Set task
Format the lines below as a two-column CSV with the header note,points, with one row for each reviewer note. Put the note's text in the note field and all of its coordinate pairs in the points field, quoting both fields and replacing any line breaks with spaces.

Extracted data
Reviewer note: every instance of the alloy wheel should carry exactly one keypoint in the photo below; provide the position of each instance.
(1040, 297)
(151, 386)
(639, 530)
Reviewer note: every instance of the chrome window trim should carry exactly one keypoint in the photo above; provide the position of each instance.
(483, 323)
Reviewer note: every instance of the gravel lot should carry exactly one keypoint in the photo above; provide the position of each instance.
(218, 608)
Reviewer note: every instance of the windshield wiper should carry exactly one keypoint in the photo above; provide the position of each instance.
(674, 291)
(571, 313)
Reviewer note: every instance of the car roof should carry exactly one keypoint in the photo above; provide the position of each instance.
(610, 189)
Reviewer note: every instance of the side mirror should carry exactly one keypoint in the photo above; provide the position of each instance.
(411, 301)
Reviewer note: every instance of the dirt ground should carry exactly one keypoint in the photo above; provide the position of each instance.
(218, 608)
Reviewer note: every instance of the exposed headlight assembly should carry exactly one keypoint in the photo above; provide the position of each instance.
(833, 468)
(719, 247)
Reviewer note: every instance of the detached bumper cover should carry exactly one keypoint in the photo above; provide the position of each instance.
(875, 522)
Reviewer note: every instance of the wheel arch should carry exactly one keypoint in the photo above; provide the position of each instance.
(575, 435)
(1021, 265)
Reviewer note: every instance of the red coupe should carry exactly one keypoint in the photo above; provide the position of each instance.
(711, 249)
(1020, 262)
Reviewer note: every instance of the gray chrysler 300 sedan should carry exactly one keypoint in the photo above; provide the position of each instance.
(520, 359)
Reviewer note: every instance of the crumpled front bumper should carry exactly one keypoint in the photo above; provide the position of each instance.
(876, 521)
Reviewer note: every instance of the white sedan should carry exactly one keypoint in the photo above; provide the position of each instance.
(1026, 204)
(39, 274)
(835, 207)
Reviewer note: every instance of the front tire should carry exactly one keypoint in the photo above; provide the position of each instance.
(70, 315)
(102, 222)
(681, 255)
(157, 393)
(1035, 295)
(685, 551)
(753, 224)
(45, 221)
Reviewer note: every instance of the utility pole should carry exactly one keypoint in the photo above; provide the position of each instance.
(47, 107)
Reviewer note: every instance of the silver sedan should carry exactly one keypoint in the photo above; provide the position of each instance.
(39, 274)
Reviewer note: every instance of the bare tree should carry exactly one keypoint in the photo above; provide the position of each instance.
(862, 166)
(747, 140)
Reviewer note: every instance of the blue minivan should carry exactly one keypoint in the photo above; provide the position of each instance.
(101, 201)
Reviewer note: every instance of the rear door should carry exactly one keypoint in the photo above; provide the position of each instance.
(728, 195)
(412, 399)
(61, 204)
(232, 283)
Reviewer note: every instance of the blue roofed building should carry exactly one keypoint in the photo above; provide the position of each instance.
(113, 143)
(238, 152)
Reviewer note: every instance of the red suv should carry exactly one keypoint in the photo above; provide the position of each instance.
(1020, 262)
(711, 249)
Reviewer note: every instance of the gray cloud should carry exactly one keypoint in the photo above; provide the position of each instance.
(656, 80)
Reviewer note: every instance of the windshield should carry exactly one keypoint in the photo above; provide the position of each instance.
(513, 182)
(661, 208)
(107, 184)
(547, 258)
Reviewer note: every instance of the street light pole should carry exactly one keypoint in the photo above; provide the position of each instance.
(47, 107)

The answer
note,points
"Reviewer note: every instance of the alloy wheel should carry exactly one keypoint in the photo below; provide the position of each instance.","(1040, 297) (151, 386) (639, 530)"
"Reviewer note: every instance of the chrome window trim should carry exactly one keypoint in the photo above; provide the position of each instance.","(483, 323)"
"Reviewer note: every instance of the gravel lot should carry exactly one keypoint in the photo above; provide the position of each instance.","(218, 608)"
"Reviewer note: every instance of the windshield wiper should carry exactly one keypoint in the photo above; provide the position of each instance.","(674, 291) (571, 313)"
"Reviewer note: every instance of the car roof should carry exactly one keypoint in the photo above; provide the position of each instance.","(610, 189)"
"Reviewer note: every instance of the side mirror should carry exactly one keypoint in the photo above; provide the position of each instance.","(411, 301)"
"Reviewer note: every instance of the dirt ground should carry exactly one keypoint in the photo above; provide the position of each instance.","(218, 608)"
"Reviewer note: every instance of the exposed headlight assembly should carry exactly one keypoint in the photo above; provide the position of each instance.","(833, 468) (719, 247)"
"Reviewer note: every instance of the detached bumper cover should carry exactly one keypoint in the photo above; provide the position of each instance.","(875, 522)"
"Reviewer note: every instance of the wheel arch should carry exactly one keypoint in the photo above; provide the position of each instance.","(575, 435) (1021, 265)"
"Reviewer note: every instance of the red coupe should carry exactly one keypoint in the photo above; provide the position of each instance.","(711, 249) (1020, 262)"
"Reviewer note: every instance of the gray chrysler 300 sedan should carry exactly one keypoint in the photo above; provide the position of each instance.","(520, 359)"
"Reviewer note: every instance of the crumpled front bumper should carry exactly one keypoint in the photo above; provide the position of each instance.","(876, 521)"
"Reviewer note: every instance of the white sedan should carry exactly one keypoint in the photo above; provide the position of each instance.","(1026, 204) (39, 274) (835, 207)"
"Reviewer note: every instance of the front tire should carry exactly one keypoint in the photo above; provide the position of each instance.","(70, 315) (102, 222) (681, 255) (157, 393) (1035, 295) (685, 551) (753, 224) (45, 221)"
"Reviewer note: every instance of the utility pole should carry exactly one keypoint in the photo above; provide the position of each instance.","(47, 107)"
"Reviewer note: every instance of the silver sedan should carry exactly one keypoint in the photo above; provide the position of each instance.","(39, 274)"
"Reviewer note: every instance of the bare tree should carry exactly one keypoint in the photo above; provide the position of each instance.","(862, 166) (747, 140)"
"Reviewer note: every instance of the blue minivan should carry exactly one keypoint in the photo above; provide the position of each instance.","(101, 201)"
"Reviewer note: every instance of the rear door should carry exactly one keypoint in the photo above; provide the position of each instance.","(728, 195) (412, 399) (61, 204) (232, 283)"
"Reviewer note: every instance of the blue roofed building should carry exactly one keypoint in the photo above; provide the position of each instance.","(113, 143) (238, 152)"
"Reviewer note: every instance of the red suv should carry exactly one keypoint in the photo above; provide the position of each instance.","(1020, 262) (711, 249)"
"Reviewer note: every instance of the gray cloud should carry exactly one keypoint in the photo above; provide the position of each instance.","(656, 80)"
"Reviewer note: every instance of the windshield should carry exactly one keypoint in the photo above; provide the position of each instance.","(513, 182) (661, 208) (107, 184) (547, 258)"
"Reviewer note: every instance of the street light pole should carry exactly one keypoint in the photo above; provide the position of each instance.","(47, 107)"